■ TASK DETAILS:
Take the entries that follow and return exactly the lines from the one holding "box: [362, 146, 496, 272]" through the one holding "146L427 147L424 200L377", both included. Nothing else is needed.

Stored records
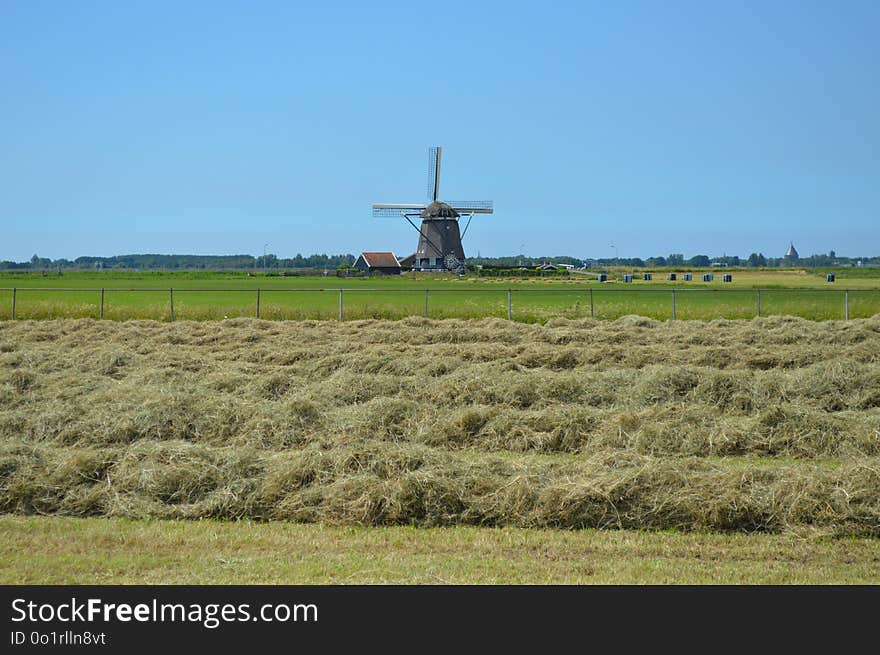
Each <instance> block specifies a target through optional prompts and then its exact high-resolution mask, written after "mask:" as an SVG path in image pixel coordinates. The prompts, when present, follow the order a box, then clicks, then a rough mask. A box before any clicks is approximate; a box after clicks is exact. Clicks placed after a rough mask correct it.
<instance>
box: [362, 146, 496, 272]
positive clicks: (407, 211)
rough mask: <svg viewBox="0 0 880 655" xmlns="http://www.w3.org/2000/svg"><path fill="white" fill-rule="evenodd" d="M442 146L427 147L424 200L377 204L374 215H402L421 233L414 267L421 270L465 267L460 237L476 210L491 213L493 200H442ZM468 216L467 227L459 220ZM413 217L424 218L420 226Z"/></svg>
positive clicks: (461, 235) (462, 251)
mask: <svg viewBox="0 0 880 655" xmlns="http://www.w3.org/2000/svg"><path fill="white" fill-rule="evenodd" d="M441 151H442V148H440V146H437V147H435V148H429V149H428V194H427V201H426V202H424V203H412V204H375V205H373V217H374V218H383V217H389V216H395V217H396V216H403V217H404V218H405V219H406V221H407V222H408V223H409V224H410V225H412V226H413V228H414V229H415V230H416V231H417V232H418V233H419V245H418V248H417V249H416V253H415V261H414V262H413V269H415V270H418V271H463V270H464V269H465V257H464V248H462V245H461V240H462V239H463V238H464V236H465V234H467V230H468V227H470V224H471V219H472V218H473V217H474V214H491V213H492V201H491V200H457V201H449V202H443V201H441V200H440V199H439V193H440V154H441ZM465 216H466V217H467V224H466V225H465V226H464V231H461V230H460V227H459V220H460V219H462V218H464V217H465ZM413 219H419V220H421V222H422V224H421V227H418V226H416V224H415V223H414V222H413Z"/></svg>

==

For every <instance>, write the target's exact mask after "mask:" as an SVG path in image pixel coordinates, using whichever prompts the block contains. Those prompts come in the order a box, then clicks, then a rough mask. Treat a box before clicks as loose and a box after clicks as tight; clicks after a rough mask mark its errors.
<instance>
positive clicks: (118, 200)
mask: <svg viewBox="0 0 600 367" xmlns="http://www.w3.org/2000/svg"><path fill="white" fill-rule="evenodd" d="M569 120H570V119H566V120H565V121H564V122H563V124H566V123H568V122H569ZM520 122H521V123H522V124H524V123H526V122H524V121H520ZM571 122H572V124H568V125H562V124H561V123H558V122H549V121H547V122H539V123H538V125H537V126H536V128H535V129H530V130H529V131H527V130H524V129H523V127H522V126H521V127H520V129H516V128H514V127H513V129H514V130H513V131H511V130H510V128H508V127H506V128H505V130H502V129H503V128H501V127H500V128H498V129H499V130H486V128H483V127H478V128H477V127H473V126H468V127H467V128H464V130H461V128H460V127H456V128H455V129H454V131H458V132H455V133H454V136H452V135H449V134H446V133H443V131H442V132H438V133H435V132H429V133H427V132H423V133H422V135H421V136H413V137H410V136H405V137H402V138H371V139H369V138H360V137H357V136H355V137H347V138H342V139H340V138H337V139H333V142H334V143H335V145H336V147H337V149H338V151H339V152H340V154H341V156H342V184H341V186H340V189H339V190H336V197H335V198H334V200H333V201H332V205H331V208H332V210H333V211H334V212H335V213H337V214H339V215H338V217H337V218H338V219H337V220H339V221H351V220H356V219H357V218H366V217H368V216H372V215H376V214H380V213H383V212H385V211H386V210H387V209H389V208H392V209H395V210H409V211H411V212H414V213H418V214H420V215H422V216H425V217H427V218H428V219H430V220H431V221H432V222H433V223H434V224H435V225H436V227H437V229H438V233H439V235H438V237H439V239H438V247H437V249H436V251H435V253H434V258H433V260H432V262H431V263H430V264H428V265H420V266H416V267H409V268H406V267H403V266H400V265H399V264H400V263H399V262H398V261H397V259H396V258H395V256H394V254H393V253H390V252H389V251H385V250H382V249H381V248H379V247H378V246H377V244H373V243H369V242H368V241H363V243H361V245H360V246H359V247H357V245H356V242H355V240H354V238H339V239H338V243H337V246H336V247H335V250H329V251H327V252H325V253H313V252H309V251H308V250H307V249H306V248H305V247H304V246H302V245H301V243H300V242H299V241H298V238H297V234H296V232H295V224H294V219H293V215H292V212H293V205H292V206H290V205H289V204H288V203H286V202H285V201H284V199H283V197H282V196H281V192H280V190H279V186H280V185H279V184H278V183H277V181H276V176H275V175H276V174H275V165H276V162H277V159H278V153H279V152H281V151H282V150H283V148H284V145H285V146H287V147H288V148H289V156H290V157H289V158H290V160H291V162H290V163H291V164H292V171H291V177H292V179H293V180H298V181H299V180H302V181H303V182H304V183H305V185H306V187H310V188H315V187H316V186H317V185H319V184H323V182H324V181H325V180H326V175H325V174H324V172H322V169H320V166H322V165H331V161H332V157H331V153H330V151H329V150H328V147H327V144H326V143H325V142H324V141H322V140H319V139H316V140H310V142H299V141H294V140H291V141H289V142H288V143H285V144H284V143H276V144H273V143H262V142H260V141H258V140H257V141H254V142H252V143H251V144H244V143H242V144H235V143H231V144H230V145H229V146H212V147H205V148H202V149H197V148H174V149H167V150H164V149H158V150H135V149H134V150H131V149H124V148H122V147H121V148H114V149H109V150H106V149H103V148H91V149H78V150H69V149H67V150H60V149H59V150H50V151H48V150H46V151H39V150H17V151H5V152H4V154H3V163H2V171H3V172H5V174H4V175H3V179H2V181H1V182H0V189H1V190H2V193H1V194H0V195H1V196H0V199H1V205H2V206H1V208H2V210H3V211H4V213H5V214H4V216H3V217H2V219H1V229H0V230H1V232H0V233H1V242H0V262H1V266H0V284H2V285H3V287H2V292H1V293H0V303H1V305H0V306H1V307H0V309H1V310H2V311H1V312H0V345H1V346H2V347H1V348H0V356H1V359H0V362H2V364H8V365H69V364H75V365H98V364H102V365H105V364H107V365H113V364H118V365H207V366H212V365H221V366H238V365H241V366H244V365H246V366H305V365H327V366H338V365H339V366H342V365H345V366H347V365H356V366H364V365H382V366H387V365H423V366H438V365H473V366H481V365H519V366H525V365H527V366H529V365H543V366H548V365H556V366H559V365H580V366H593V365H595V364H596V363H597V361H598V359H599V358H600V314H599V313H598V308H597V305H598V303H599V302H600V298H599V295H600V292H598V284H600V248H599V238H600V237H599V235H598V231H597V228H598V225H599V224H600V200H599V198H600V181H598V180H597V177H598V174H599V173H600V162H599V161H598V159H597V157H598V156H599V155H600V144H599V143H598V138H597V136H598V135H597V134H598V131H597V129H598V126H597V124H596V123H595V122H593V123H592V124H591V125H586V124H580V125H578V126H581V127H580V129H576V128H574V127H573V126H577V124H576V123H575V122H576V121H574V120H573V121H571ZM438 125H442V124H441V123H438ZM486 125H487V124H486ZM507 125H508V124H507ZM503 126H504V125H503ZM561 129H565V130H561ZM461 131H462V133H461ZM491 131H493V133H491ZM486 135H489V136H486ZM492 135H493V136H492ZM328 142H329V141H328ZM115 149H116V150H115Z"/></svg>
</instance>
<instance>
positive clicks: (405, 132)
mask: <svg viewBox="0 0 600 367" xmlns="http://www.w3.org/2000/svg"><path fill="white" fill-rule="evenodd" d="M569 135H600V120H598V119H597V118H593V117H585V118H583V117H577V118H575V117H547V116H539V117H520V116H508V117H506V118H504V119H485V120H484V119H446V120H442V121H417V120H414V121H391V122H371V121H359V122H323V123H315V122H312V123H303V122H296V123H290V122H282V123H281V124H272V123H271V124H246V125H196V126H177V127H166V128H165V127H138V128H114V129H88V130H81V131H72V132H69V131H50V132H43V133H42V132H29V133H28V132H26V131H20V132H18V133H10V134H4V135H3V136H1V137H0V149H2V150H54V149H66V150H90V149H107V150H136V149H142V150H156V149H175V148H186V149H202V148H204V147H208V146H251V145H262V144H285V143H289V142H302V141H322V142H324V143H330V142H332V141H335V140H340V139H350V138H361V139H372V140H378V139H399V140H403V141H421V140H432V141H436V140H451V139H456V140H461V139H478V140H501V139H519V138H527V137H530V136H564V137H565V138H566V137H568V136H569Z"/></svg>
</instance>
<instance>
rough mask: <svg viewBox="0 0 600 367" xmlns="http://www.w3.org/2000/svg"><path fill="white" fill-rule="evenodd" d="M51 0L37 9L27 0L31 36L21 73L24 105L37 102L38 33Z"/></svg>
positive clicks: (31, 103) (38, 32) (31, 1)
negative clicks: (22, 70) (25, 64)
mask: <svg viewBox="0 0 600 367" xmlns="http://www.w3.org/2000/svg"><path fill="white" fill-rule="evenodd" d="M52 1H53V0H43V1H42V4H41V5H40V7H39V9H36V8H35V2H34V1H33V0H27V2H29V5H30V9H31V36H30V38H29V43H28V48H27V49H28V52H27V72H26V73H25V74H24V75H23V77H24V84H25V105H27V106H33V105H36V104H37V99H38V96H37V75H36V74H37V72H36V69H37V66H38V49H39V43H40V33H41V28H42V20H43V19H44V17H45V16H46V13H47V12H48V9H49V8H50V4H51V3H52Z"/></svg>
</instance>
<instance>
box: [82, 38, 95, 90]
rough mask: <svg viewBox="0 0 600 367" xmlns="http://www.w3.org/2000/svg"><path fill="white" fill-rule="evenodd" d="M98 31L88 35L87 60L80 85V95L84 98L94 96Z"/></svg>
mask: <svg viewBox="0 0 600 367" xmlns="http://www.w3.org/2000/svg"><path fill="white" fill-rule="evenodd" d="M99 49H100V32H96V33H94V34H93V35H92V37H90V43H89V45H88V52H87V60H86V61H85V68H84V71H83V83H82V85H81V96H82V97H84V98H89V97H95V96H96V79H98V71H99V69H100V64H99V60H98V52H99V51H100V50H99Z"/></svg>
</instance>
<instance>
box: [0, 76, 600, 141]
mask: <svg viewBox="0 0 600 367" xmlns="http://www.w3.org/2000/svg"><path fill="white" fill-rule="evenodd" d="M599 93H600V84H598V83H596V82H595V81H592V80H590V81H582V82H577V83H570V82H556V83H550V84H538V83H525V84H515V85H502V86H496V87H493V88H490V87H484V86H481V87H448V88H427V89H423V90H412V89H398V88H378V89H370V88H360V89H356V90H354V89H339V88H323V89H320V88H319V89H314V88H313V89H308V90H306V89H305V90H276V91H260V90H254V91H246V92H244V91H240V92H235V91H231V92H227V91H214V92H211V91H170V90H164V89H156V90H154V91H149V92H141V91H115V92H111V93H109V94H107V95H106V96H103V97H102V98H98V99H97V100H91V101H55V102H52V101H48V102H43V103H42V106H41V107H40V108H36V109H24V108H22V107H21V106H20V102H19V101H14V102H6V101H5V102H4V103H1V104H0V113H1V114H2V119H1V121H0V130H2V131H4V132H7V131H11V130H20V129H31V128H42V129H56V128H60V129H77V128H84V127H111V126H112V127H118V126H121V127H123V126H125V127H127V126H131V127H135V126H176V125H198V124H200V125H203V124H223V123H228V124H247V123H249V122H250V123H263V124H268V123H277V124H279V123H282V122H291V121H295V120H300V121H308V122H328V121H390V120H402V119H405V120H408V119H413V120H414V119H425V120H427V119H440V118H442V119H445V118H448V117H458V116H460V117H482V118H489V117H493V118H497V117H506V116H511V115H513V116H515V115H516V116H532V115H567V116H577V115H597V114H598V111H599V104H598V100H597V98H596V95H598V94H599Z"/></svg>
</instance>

...

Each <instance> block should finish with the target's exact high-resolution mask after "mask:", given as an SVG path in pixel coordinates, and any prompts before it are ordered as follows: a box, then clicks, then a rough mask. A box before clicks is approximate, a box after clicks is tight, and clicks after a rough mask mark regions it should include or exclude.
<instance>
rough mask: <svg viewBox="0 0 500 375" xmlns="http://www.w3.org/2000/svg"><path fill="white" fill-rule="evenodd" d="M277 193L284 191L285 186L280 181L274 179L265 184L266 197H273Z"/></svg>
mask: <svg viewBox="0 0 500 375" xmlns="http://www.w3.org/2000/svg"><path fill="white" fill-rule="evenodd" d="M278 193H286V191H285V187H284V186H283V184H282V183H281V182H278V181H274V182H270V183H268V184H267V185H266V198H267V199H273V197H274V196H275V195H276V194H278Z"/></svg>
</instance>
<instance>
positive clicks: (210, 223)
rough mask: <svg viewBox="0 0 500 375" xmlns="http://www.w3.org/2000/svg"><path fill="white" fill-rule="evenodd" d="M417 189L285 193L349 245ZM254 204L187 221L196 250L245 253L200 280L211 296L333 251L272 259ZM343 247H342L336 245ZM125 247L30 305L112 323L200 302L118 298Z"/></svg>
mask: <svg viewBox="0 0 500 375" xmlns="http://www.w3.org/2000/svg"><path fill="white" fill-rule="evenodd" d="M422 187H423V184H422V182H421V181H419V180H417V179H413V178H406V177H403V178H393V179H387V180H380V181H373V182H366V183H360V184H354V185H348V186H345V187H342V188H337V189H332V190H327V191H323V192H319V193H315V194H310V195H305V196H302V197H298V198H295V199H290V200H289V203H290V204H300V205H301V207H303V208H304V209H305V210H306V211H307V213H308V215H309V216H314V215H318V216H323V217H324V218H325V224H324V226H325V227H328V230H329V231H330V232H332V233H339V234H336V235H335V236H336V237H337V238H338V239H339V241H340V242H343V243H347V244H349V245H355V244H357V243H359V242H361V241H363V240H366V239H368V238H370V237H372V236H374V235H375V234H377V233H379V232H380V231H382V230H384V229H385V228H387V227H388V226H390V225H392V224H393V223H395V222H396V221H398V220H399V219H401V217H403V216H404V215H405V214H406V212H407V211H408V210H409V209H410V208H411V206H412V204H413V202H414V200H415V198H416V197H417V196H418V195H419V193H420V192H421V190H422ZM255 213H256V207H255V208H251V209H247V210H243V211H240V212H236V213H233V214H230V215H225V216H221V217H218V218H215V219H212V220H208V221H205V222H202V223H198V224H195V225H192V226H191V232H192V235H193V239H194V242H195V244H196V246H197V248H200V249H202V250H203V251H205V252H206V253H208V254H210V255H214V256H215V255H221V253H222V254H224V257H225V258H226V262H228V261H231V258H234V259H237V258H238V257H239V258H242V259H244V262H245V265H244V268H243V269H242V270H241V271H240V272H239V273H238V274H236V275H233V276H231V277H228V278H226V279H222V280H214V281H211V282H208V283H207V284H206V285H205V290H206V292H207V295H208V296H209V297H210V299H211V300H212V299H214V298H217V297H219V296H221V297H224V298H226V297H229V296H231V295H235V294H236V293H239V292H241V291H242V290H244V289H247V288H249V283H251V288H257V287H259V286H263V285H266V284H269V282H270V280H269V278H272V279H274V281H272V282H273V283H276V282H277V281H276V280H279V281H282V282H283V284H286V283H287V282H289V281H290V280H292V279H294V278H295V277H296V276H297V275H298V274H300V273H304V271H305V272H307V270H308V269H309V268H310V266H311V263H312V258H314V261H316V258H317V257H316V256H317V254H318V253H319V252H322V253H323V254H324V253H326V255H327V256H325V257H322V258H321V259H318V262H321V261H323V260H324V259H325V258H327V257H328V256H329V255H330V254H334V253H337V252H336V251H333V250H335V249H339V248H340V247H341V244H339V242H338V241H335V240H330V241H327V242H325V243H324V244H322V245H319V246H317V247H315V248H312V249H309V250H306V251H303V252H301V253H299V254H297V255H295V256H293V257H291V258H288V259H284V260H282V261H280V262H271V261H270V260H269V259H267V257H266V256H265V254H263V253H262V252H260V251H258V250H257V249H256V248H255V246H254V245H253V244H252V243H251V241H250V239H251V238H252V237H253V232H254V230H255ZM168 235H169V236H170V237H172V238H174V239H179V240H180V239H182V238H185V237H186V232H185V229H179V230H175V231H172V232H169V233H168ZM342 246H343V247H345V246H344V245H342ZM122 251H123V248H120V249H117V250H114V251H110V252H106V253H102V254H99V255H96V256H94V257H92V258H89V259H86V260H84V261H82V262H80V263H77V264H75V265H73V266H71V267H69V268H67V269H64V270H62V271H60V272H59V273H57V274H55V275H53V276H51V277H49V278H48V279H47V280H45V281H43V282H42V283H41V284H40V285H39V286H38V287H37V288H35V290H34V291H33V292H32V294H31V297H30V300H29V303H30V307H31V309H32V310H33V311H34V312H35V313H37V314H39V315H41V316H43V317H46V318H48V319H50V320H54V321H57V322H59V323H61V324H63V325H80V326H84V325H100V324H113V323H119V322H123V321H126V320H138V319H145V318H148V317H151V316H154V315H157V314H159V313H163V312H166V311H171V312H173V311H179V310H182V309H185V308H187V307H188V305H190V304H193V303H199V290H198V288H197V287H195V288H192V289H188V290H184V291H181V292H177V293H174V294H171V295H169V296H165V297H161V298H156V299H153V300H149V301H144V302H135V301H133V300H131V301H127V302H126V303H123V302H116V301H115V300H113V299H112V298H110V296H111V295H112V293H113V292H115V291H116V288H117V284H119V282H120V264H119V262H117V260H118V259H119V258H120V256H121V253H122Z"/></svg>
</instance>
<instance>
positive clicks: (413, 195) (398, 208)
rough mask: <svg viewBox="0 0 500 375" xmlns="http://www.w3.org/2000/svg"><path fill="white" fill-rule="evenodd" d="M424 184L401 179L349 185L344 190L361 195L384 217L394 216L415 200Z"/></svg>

■ PROBLEM SOLUTION:
box: [362, 146, 496, 272]
positive clicks: (407, 211)
rough mask: <svg viewBox="0 0 880 655" xmlns="http://www.w3.org/2000/svg"><path fill="white" fill-rule="evenodd" d="M442 146L427 147L424 200L377 204L374 215H402L421 233L414 267L421 270L465 267L460 237L476 210L491 213L493 200H442ZM468 216L467 227L459 220ZM413 217L424 218L420 226Z"/></svg>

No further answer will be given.